§ **WHAT THE TASK REQUIRES**: Rewrite the items below with every occurrence of "marker" changed to "point" and nothing else altered. Leave out the pictures.

§ **DATASET RECORDS**:
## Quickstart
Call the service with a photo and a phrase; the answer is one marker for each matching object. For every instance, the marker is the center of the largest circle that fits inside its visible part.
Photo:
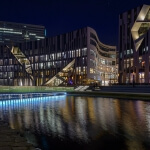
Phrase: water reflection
(86, 119)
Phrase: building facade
(12, 33)
(77, 57)
(134, 45)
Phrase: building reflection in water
(81, 118)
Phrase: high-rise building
(76, 57)
(12, 33)
(134, 45)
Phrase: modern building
(76, 57)
(134, 45)
(12, 33)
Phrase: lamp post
(81, 78)
(133, 80)
(9, 83)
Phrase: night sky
(60, 16)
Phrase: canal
(76, 122)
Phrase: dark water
(73, 122)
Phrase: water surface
(74, 122)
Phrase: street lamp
(81, 78)
(9, 83)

§ **RESULT FOR THIS TASK**:
## Quickstart
Call the service with a photo and a phrase; the answer is one point for each matching object. For every instance, the point is the center of the largest circle that fits inside its visible part.
Photo:
Phrase: water reflection
(86, 119)
Phrase: building facade
(12, 33)
(77, 57)
(134, 45)
Phrase: building reflection in water
(81, 118)
Phrase: high-rise building
(76, 57)
(12, 33)
(134, 45)
Phrase: modern building
(76, 57)
(134, 45)
(12, 33)
Phrase: lamp post
(81, 78)
(133, 80)
(9, 83)
Phrase: night sky
(60, 16)
Phrase: canal
(76, 122)
Phrase: dark water
(73, 122)
Phrase: water surface
(74, 122)
Phrase: street lamp
(81, 78)
(9, 83)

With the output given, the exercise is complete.